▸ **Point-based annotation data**
◇ ◇ ◇ ◇ ◇ ◇ ◇

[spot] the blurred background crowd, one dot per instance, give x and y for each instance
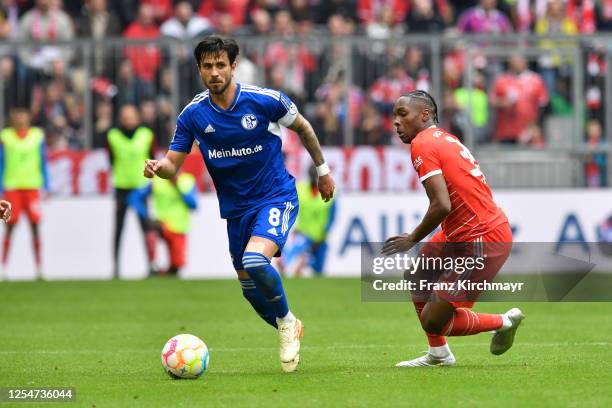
(533, 76)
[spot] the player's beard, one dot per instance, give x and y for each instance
(223, 88)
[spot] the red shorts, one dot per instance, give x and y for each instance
(177, 244)
(493, 249)
(24, 200)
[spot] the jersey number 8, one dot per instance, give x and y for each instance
(274, 218)
(465, 153)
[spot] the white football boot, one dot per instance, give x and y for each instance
(290, 334)
(429, 361)
(502, 339)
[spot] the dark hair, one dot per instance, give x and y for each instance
(215, 45)
(427, 100)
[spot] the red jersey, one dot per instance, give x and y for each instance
(473, 211)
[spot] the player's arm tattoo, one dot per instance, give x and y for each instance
(439, 206)
(309, 139)
(170, 165)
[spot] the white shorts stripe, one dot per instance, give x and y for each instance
(428, 175)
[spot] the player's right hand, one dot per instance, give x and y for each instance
(327, 185)
(5, 210)
(151, 167)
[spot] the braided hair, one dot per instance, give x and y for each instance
(427, 100)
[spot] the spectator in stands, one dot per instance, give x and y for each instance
(44, 23)
(103, 122)
(269, 6)
(604, 15)
(48, 104)
(384, 25)
(185, 25)
(162, 9)
(388, 89)
(300, 10)
(7, 31)
(519, 97)
(261, 23)
(127, 10)
(334, 96)
(555, 22)
(329, 8)
(98, 23)
(129, 145)
(290, 63)
(476, 102)
(371, 131)
(9, 15)
(131, 89)
(424, 17)
(334, 56)
(368, 10)
(12, 87)
(214, 9)
(145, 59)
(150, 118)
(596, 160)
(484, 18)
(414, 63)
(224, 25)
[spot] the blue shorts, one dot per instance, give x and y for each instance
(272, 221)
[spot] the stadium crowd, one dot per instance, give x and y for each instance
(511, 101)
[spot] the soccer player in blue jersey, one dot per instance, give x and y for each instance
(237, 129)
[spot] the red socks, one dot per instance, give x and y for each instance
(5, 247)
(465, 322)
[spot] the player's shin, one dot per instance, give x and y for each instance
(258, 301)
(438, 346)
(466, 322)
(268, 280)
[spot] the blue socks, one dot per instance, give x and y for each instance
(267, 281)
(261, 305)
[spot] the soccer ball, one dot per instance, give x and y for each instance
(185, 356)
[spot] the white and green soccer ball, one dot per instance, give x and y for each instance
(185, 356)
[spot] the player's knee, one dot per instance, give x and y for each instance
(254, 262)
(431, 325)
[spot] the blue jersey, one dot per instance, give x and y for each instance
(241, 146)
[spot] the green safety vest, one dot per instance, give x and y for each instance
(22, 159)
(479, 108)
(314, 213)
(168, 203)
(129, 156)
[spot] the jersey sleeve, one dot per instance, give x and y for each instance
(426, 160)
(283, 111)
(183, 135)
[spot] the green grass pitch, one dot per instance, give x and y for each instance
(104, 339)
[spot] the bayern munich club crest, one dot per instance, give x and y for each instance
(249, 121)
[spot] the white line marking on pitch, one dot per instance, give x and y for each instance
(333, 347)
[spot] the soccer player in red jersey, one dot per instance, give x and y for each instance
(5, 210)
(461, 201)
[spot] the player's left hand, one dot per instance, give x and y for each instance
(5, 210)
(327, 186)
(399, 243)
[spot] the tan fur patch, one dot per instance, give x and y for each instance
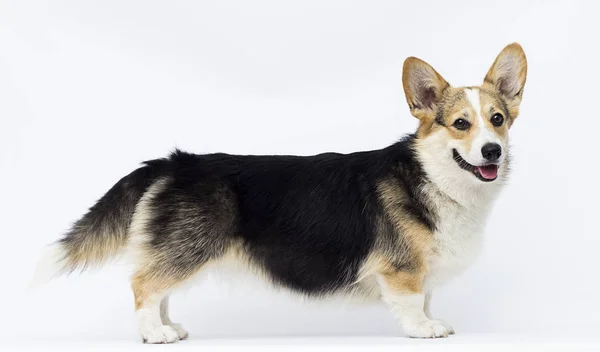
(404, 266)
(401, 282)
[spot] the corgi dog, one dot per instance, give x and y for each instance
(390, 224)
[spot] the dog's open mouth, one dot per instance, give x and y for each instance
(485, 173)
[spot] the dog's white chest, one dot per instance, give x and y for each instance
(457, 242)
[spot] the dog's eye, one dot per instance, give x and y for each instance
(497, 120)
(461, 124)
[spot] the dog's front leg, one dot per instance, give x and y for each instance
(427, 309)
(403, 293)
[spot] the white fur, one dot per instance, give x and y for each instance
(138, 237)
(166, 320)
(49, 266)
(150, 324)
(484, 136)
(462, 203)
(408, 309)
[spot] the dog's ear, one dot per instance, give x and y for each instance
(423, 87)
(508, 75)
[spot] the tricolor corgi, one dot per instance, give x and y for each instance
(391, 224)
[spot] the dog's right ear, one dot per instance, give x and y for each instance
(423, 87)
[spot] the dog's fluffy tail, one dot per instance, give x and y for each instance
(102, 232)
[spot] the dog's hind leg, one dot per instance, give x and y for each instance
(149, 291)
(166, 320)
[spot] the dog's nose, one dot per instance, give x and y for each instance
(491, 151)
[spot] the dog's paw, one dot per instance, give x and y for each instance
(161, 334)
(181, 332)
(428, 329)
(448, 327)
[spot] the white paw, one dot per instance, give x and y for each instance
(427, 329)
(181, 332)
(161, 334)
(448, 327)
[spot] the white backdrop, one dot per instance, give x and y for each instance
(88, 89)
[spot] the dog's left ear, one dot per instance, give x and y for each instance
(507, 76)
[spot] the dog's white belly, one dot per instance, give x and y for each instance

◇ ◇ ◇ ◇ ◇ ◇ ◇

▸ **Task objective**
Each entry shown above must be quoted exactly, with its pictures left out.

▸ **The reply**
[spot] the blurred background crowd, one dot per instance, give x and y for each instance
(533, 76)
[spot] the player's beard, one dot per instance, give x and y for each instance
(223, 88)
[spot] the red shorts, one dot per instance, give x and y for each instance
(177, 244)
(493, 249)
(24, 200)
[spot] the jersey number 8, one dot per instance, give x and y for each instance
(274, 218)
(465, 153)
[spot] the white football boot, one dot per instance, give x and y for each instance
(290, 334)
(429, 361)
(502, 339)
[spot] the dark hair, one dot per instance, give x and y for each instance
(215, 45)
(427, 100)
[spot] the red jersey, one dot per instance, give x and y for each instance
(473, 211)
[spot] the player's arm tattoo, one dot per instance, give x and y for each instance
(439, 206)
(309, 139)
(170, 165)
[spot] the white shorts stripe, one dot per instance, give x and y for each instance
(428, 175)
[spot] the player's right hand, one dot per instance, give x and y for each instance
(327, 185)
(5, 210)
(151, 167)
[spot] the braided hair, one dot per instance, give x and y for each instance
(427, 100)
[spot] the spectator in stands, one dot per instance, give x and y for each instance
(44, 23)
(103, 122)
(269, 6)
(604, 15)
(48, 104)
(384, 25)
(185, 25)
(162, 9)
(388, 89)
(300, 10)
(7, 31)
(519, 97)
(261, 23)
(127, 10)
(334, 96)
(555, 22)
(329, 8)
(98, 23)
(129, 145)
(290, 63)
(476, 102)
(371, 131)
(9, 15)
(131, 89)
(424, 17)
(334, 56)
(368, 10)
(12, 87)
(214, 9)
(145, 59)
(150, 118)
(596, 160)
(484, 18)
(414, 63)
(224, 25)
[spot] the blue shorts, one dot per instance, give x and y for each instance
(272, 221)
[spot] the stadium crowd, one dot per instance, give x and y for each instance
(511, 101)
[spot] the soccer player in blue jersey, one dot per instance, give x and y for each instance
(237, 129)
[spot] the red socks, one dot per instance, give x and y for each instance
(5, 247)
(465, 322)
[spot] the player's shin, one dot per instance, give x and y for each instance
(258, 301)
(438, 346)
(466, 322)
(268, 280)
[spot] the blue socks, one dot per instance, give x and y for each instance
(267, 281)
(261, 305)
[spot] the soccer ball, one dot per instance, give x and y for each instance
(185, 356)
[spot] the white and green soccer ball, one dot per instance, give x and y for each instance
(185, 356)
[spot] the player's knee, one dot per instance, give x and y for each instance
(254, 262)
(431, 325)
[spot] the blue jersey, one dot per instance, give x and y for each instance
(241, 146)
[spot] the green safety vest, one dot per instance, give x and y for each instance
(22, 159)
(479, 108)
(314, 213)
(168, 203)
(129, 156)
[spot] the jersey sleeve, one dot per instance, give x and y for each instance
(426, 160)
(283, 111)
(183, 135)
[spot] the green grass pitch, one dot per instance, give x and y for each instance
(104, 339)
[spot] the bayern munich club crest, one dot per instance, give x and y for each instance
(249, 121)
[spot] the white line marking on pitch, one dot per instance, give x and y for each instance
(333, 347)
[spot] the soccer player in red jersey, one dot per instance, give x and y for each instance
(5, 210)
(461, 201)
[spot] the player's left hand, one dot per instance, give x and y for each instance
(5, 210)
(327, 186)
(399, 243)
[spot] the tan fur patch, one dot per instance, give x and y for each instance
(404, 266)
(401, 282)
[spot] the corgi dog, one dot per instance, give x and y for each instance
(390, 224)
[spot] the dog's open mouth, one dot per instance, give x and y for each instance
(485, 173)
[spot] the dog's white chest, one dot per instance, give x and y for each instance
(457, 242)
[spot] the dog's eye, one dot per instance, give x and y for each instance
(497, 120)
(461, 124)
[spot] the dog's front leg, one dot per instance, give x and y for each instance
(427, 309)
(403, 293)
[spot] the white fur, one dot per instance, give x and y for each instance
(138, 237)
(166, 320)
(49, 266)
(150, 324)
(484, 136)
(462, 203)
(408, 309)
[spot] the dog's ear, one dot per instance, give x and y for each instance
(423, 87)
(508, 75)
[spot] the tricolor corgi, one dot per instance, give x and y for each instance
(391, 224)
[spot] the dog's right ear, one dot per instance, give x and y for each instance
(423, 87)
[spot] the dog's fluffy tail, one dot per instance, give x and y for each instance
(102, 232)
[spot] the dog's hind leg, one dot per instance, give x and y for each instance
(149, 291)
(166, 320)
[spot] the dog's nose, one dot per instance, give x and y for each instance
(491, 151)
[spot] the dog's paw, one dot per instance, give x and y for each instance
(161, 334)
(181, 332)
(428, 329)
(448, 327)
[spot] the white paw, one dot per instance, give x and y for each instance
(427, 329)
(181, 332)
(161, 334)
(448, 327)
[spot] the white backdrop, one dot per instance, give x and y for each instance
(88, 89)
[spot] the dog's left ear, one dot per instance, give x and y for each instance
(507, 76)
[spot] the dog's white belly, one dot per instance, give x and y for each instance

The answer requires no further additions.